> [Selected text]:
--------------------------------

A few years ago, I was briefly married and I shouldn’t have been – and it’s bothered me ever since that I could have gone through with such a big thing without knowing that it was not right; without some instinct bristling and telling me that I did not have the right feelings. Perhaps I ignored signs. It’s scary to think you can get something so big so wrong. I like to think now that’s because I had to get it wrong in order to recognise now what it is to get it right. Mistakes are often our most valuable lessons. After all, biscuits only came about because of burnt cake. A cake got burnt, and now we have biscuits. That’s pretty brilliant.

Perhaps if we understood our bodies better – if we knew what makes our neurons whir and our cells surge, why our hormones whisper mischievous things to us – we would know how to listen to them, we could trust them and make better instinctive choices. Perhaps our lives would even be a little bit easier. After all, we can’t read Russian if we haven’t learned Russian first. Surely the same logic applies to something as intricate as our bodies?

My little research session comforted me that all the stuff that had been making me want to puke into my own cranium just to stifle the nauseating impulses of love, is actually just normal. Learning the science behind it reassured me that it’s natural to be a bit bonkers in love, that you should go with it, trust it – because it may well be the body’s signal that is it right. Even if being right means being a little bit mad, that’s ok. Know what I amino?

Glamour

It was as my neck cricked while being told by an agitated director to lurch into Russell Howard’s groin for the twelth time that I thought “I’m beginning to suspect this job isn’t as glamorous as I thought.” I tried to shake it off so I could get the take right, but it was hard – because now I was aware that the liquid glycerine sprayed on to make me look ‘clammy’ was now running into my eyeballs and stinging like a wasp stuck in a tent.

I know several teenage girls who would disagree with me and think that having any sort of proximity to this man and his bits would be the height of glamour, (the scene was loosely based on the ‘scientific discovery’ that oral sex cures morning sickness – I’m guessing the scientist was a man…) but the truth is I mostly just stared at the Diesel tag on his jeans pocket and thought “I like that font.” In between takes Russ would continue a story of when he was delirious in hospital and tried to buy the male nurses for his premiership football team, while I laughed and repositioned my pregnancy suit which was permanently on the wonk and make me look like more like the elephant man that an expectant mother.

--------------------------------

> [Dataset records]:
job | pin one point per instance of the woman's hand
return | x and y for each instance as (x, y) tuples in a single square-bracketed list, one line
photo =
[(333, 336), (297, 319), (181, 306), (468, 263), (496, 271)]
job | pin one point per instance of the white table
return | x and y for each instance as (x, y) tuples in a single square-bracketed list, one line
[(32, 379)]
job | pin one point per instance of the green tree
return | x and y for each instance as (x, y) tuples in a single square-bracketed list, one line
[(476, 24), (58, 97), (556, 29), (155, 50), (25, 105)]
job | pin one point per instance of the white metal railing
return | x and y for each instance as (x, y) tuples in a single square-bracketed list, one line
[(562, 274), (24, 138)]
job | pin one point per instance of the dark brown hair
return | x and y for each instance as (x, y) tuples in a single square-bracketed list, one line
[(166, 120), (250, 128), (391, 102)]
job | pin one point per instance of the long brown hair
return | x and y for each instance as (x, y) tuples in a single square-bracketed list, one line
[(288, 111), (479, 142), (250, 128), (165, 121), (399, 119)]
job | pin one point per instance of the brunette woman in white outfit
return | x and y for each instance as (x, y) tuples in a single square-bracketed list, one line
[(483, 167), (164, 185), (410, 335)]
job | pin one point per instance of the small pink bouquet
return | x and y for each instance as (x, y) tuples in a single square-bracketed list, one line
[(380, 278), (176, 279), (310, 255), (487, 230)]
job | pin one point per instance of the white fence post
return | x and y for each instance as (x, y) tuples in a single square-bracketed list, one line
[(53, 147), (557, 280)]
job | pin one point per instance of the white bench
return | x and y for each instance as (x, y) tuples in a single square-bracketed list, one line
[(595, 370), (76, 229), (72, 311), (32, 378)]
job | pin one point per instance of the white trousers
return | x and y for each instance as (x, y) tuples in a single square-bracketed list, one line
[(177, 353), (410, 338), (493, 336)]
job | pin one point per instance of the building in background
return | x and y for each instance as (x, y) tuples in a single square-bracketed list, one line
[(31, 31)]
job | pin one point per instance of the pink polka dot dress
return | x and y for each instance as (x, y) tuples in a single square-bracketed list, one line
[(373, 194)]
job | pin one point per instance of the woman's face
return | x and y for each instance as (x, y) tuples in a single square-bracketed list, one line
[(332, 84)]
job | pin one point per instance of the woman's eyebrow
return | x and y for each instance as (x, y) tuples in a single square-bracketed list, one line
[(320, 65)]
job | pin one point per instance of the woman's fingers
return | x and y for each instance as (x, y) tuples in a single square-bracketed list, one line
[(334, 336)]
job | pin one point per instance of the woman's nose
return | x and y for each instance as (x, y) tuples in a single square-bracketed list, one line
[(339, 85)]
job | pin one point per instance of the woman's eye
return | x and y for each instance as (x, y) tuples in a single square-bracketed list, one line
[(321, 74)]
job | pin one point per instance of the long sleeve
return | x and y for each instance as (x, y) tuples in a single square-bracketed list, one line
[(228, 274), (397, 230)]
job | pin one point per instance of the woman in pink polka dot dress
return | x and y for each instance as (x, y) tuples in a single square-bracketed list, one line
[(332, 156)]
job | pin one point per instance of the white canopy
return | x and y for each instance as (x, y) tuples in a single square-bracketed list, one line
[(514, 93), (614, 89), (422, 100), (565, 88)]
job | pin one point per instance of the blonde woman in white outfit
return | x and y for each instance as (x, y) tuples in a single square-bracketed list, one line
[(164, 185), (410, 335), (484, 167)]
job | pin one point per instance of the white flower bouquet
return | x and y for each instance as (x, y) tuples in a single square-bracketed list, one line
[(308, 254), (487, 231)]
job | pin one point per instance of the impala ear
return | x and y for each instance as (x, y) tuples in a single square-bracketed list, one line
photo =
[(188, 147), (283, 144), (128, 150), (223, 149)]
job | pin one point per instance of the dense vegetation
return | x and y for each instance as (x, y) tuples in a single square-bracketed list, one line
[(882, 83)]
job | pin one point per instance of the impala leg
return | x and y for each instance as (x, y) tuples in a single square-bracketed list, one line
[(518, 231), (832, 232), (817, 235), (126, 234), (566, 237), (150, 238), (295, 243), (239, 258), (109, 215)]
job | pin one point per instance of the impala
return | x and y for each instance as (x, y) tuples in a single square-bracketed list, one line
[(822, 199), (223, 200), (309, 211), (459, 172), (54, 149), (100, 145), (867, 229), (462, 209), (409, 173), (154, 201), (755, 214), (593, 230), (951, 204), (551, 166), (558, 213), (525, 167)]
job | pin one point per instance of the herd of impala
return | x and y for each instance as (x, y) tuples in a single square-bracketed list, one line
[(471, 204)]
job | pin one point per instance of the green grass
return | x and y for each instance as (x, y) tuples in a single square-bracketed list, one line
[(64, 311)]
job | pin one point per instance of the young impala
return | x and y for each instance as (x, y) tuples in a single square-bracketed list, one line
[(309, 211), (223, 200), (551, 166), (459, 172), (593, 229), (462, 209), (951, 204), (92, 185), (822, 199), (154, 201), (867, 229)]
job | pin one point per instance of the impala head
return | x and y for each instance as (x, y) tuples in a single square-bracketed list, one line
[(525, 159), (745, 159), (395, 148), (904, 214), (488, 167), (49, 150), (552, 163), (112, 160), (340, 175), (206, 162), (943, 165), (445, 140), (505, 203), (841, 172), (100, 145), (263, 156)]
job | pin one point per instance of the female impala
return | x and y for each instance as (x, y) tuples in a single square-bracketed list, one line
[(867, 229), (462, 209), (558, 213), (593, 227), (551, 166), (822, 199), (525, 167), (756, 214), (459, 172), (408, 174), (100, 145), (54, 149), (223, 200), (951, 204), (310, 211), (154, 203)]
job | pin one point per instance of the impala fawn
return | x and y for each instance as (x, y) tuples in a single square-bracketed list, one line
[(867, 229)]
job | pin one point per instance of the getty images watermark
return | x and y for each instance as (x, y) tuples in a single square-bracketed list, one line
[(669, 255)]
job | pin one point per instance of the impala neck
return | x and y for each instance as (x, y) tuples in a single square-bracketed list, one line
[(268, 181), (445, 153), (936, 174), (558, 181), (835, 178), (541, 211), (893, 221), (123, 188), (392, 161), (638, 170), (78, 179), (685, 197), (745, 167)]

--------------------------------

> [What you are asked to do]: Using the selected text, explain in one to three sentences why the writer found it hard to shake off the thought about the job's glamour and get the take right.

> [Answer box]: The writer had become aware that the liquid glycerine sprayed on for a "clammy" look was running into their eyeballs. It was stinging "like a wasp stuck in a tent."